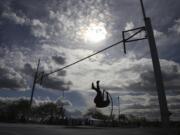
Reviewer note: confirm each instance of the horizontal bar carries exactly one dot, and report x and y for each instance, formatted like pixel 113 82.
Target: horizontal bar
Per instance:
pixel 135 40
pixel 134 29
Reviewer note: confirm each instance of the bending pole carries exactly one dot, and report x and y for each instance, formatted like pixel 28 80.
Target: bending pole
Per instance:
pixel 34 83
pixel 157 70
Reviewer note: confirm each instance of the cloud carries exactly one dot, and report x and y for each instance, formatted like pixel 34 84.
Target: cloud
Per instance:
pixel 56 83
pixel 14 17
pixel 176 26
pixel 10 79
pixel 59 60
pixel 63 102
pixel 39 29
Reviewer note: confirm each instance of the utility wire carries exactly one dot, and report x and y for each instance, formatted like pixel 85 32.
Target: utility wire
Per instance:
pixel 82 59
pixel 115 44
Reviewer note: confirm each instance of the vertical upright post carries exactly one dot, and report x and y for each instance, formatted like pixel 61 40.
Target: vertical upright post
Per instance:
pixel 119 109
pixel 157 70
pixel 34 82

====================

◆ **YOUR OBJECTIVE**
Output all of the data above as a numbered list, skipping any blank lines and leaving out the picture.

◆ **EXERCISE OUTPUT**
1. Reviewer note: confirm each instance of the horizontal bar carries exactly one dot, and report x and y for each instance, formatted like pixel 113 82.
2. Target: horizontal bar
3. Per instance:
4. pixel 135 40
5. pixel 134 29
6. Reviewer note: confirm each instance of the bending pole carries exactly one dot, and report x and y for each instance, formatted like pixel 28 80.
7. Target: bending pole
8. Per instance:
9. pixel 34 83
10. pixel 157 70
11. Reviewer note: confirm each instance of the cloud carries exactly one dot, and report x and y for each instance, formatted like pixel 34 84.
12. Target: cloud
13. Per instance:
14. pixel 56 83
15. pixel 14 17
16. pixel 176 26
17. pixel 10 79
18. pixel 59 60
19. pixel 63 102
20. pixel 39 29
21. Reviewer note: confirm each instance of the utility wire carries exactly one dot, and report x and y for each instance, formatted like pixel 85 32.
22. Target: utility wire
23. Per instance:
24. pixel 82 59
25. pixel 115 44
26. Reviewer note: confirm each instance of the vertical upright post carries exactly one dot, and report x and y for each instance, formatted like pixel 61 40.
27. Target: vertical upright post
28. Per instance:
29. pixel 119 109
30. pixel 157 70
31. pixel 34 82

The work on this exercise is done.